■ **Work required**:
Starting from the line containing "Objective — one marker per instance of the brown", write out the rest of the entries exactly, through the final line, including nothing else.
──────── Material provided
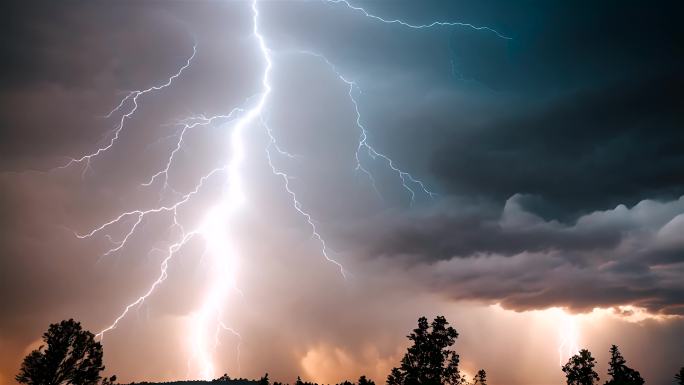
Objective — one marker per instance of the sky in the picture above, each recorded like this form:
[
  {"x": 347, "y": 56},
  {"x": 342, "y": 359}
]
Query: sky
[{"x": 550, "y": 143}]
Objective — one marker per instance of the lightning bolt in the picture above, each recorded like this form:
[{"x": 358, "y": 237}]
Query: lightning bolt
[
  {"x": 132, "y": 99},
  {"x": 416, "y": 26},
  {"x": 215, "y": 228},
  {"x": 568, "y": 337}
]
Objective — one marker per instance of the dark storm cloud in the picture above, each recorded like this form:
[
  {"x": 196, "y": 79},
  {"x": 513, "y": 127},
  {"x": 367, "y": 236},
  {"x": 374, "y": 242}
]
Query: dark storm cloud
[
  {"x": 533, "y": 145},
  {"x": 589, "y": 150}
]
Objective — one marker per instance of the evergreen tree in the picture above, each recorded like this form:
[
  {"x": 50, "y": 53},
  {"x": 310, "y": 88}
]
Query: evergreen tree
[
  {"x": 71, "y": 357},
  {"x": 429, "y": 361},
  {"x": 620, "y": 373},
  {"x": 580, "y": 369},
  {"x": 264, "y": 380},
  {"x": 480, "y": 378}
]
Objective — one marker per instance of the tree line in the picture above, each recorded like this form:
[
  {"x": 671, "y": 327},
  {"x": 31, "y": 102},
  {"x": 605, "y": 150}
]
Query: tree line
[{"x": 71, "y": 356}]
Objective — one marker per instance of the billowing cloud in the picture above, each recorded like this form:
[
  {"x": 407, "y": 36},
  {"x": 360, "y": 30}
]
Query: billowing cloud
[{"x": 556, "y": 159}]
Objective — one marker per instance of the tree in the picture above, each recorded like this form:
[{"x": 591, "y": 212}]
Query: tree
[
  {"x": 480, "y": 378},
  {"x": 365, "y": 381},
  {"x": 680, "y": 376},
  {"x": 580, "y": 369},
  {"x": 620, "y": 373},
  {"x": 429, "y": 361},
  {"x": 71, "y": 357},
  {"x": 264, "y": 380}
]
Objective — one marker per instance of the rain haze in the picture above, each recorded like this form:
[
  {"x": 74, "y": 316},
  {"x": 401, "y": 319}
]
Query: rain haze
[{"x": 311, "y": 178}]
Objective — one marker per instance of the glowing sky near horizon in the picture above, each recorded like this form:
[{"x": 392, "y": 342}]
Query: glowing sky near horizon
[{"x": 426, "y": 162}]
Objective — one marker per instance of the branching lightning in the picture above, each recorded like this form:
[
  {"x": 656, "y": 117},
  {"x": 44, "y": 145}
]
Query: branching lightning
[
  {"x": 133, "y": 97},
  {"x": 417, "y": 26},
  {"x": 207, "y": 322},
  {"x": 568, "y": 338}
]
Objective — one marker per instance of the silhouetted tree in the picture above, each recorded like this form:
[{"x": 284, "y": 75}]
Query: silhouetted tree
[
  {"x": 224, "y": 378},
  {"x": 72, "y": 356},
  {"x": 679, "y": 377},
  {"x": 365, "y": 381},
  {"x": 620, "y": 373},
  {"x": 580, "y": 369},
  {"x": 429, "y": 361},
  {"x": 480, "y": 378}
]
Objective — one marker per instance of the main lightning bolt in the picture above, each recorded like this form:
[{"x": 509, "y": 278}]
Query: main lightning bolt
[{"x": 215, "y": 229}]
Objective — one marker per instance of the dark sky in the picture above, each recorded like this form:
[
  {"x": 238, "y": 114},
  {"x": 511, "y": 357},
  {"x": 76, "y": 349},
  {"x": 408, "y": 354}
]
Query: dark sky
[{"x": 555, "y": 157}]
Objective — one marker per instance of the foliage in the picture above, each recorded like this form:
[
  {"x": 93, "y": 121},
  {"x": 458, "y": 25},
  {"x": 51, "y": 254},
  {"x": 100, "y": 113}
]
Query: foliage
[
  {"x": 429, "y": 361},
  {"x": 580, "y": 369},
  {"x": 70, "y": 356},
  {"x": 480, "y": 378},
  {"x": 365, "y": 381},
  {"x": 620, "y": 373}
]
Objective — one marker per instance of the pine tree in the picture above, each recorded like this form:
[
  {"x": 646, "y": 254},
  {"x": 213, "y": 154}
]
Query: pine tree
[
  {"x": 365, "y": 381},
  {"x": 580, "y": 369},
  {"x": 429, "y": 361},
  {"x": 620, "y": 373},
  {"x": 72, "y": 356},
  {"x": 480, "y": 378}
]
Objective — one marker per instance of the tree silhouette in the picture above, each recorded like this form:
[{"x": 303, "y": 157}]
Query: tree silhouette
[
  {"x": 620, "y": 373},
  {"x": 580, "y": 369},
  {"x": 680, "y": 376},
  {"x": 365, "y": 381},
  {"x": 71, "y": 357},
  {"x": 429, "y": 361},
  {"x": 480, "y": 378}
]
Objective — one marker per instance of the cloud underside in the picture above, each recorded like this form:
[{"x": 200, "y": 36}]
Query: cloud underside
[{"x": 624, "y": 256}]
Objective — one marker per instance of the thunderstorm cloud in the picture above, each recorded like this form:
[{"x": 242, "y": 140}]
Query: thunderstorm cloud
[{"x": 556, "y": 158}]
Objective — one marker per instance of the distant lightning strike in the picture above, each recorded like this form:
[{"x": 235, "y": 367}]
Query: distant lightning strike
[
  {"x": 215, "y": 228},
  {"x": 568, "y": 337}
]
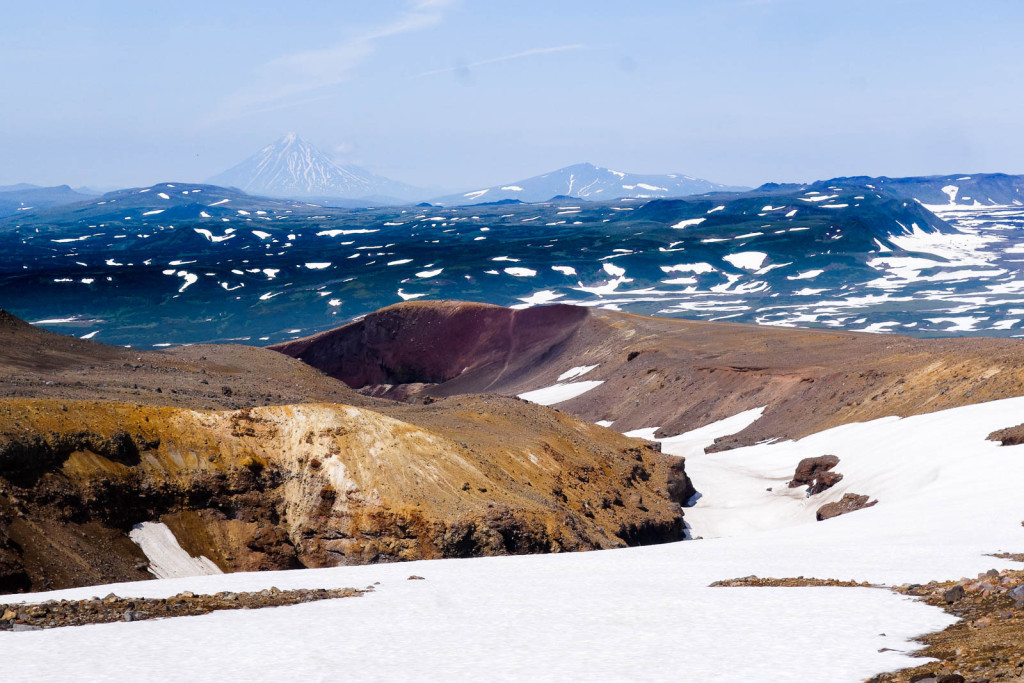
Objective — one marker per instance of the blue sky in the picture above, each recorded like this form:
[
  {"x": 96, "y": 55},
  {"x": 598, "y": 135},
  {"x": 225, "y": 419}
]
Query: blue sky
[{"x": 464, "y": 93}]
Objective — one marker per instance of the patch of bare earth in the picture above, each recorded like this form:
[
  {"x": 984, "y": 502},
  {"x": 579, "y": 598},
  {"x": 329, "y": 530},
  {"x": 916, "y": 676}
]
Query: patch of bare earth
[
  {"x": 675, "y": 374},
  {"x": 56, "y": 613},
  {"x": 985, "y": 645}
]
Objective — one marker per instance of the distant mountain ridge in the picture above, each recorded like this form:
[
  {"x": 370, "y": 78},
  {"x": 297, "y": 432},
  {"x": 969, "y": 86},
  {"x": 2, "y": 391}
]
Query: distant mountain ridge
[
  {"x": 295, "y": 169},
  {"x": 587, "y": 181},
  {"x": 24, "y": 198},
  {"x": 978, "y": 189}
]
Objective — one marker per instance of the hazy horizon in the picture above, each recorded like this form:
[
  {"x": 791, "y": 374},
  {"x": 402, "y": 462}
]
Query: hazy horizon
[{"x": 453, "y": 94}]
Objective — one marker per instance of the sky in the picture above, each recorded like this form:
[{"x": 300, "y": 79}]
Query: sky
[{"x": 459, "y": 94}]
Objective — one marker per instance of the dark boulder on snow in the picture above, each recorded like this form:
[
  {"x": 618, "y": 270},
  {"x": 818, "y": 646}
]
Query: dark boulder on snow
[
  {"x": 849, "y": 503},
  {"x": 816, "y": 474}
]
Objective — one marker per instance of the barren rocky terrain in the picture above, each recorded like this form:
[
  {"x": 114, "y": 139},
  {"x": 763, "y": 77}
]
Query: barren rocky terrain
[
  {"x": 256, "y": 461},
  {"x": 673, "y": 374}
]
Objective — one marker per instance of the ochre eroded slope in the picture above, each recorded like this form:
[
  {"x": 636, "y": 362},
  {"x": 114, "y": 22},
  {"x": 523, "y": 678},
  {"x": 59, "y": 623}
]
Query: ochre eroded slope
[{"x": 314, "y": 484}]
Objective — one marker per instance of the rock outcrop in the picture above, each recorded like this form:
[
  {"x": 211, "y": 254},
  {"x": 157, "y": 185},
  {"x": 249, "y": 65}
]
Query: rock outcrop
[
  {"x": 315, "y": 484},
  {"x": 816, "y": 474},
  {"x": 849, "y": 503},
  {"x": 675, "y": 374}
]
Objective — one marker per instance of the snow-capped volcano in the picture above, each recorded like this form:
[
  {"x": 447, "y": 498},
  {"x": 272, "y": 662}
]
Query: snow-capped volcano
[
  {"x": 292, "y": 167},
  {"x": 587, "y": 181}
]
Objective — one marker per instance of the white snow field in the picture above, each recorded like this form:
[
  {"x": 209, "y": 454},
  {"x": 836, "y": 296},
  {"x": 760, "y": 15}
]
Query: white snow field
[{"x": 946, "y": 498}]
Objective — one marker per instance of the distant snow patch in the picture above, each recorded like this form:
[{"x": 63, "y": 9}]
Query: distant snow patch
[
  {"x": 520, "y": 272},
  {"x": 573, "y": 373},
  {"x": 750, "y": 260},
  {"x": 560, "y": 392}
]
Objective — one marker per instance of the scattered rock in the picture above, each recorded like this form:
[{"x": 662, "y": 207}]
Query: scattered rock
[
  {"x": 849, "y": 503},
  {"x": 815, "y": 474},
  {"x": 953, "y": 594},
  {"x": 112, "y": 608}
]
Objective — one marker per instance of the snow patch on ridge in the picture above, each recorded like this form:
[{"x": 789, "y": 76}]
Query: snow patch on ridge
[{"x": 167, "y": 558}]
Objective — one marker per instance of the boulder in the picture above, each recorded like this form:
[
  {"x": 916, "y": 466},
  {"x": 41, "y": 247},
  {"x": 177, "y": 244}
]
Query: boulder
[
  {"x": 849, "y": 503},
  {"x": 816, "y": 474}
]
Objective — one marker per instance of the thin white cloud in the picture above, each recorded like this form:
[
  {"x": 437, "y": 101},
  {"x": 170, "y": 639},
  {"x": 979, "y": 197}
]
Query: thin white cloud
[
  {"x": 294, "y": 79},
  {"x": 507, "y": 57}
]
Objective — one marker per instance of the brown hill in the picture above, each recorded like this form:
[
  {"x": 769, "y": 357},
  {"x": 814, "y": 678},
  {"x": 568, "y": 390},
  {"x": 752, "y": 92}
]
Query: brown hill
[
  {"x": 673, "y": 374},
  {"x": 310, "y": 482}
]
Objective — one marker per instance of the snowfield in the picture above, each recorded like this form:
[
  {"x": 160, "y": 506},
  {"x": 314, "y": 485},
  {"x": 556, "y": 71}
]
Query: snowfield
[{"x": 946, "y": 498}]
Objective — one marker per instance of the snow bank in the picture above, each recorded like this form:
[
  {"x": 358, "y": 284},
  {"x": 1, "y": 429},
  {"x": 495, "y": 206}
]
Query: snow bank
[{"x": 167, "y": 558}]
────────────────
■ **Written answer**:
Objective — one marker per instance of the brown hill in the picture above, each recorded like this form:
[
  {"x": 769, "y": 357},
  {"x": 814, "y": 678},
  {"x": 568, "y": 390},
  {"x": 752, "y": 92}
]
Query: brown hill
[
  {"x": 673, "y": 374},
  {"x": 310, "y": 482}
]
Objective — one marker per instance of the snowfield in the picture above, each recorded like this form:
[
  {"x": 160, "y": 506},
  {"x": 314, "y": 485},
  {"x": 556, "y": 71}
]
Query: snowfield
[{"x": 946, "y": 498}]
Objective — one marker per instance of the snow bank in the picture above, each recorded like this form:
[
  {"x": 358, "y": 284},
  {"x": 1, "y": 429},
  {"x": 495, "y": 206}
]
Query: snow bank
[{"x": 167, "y": 558}]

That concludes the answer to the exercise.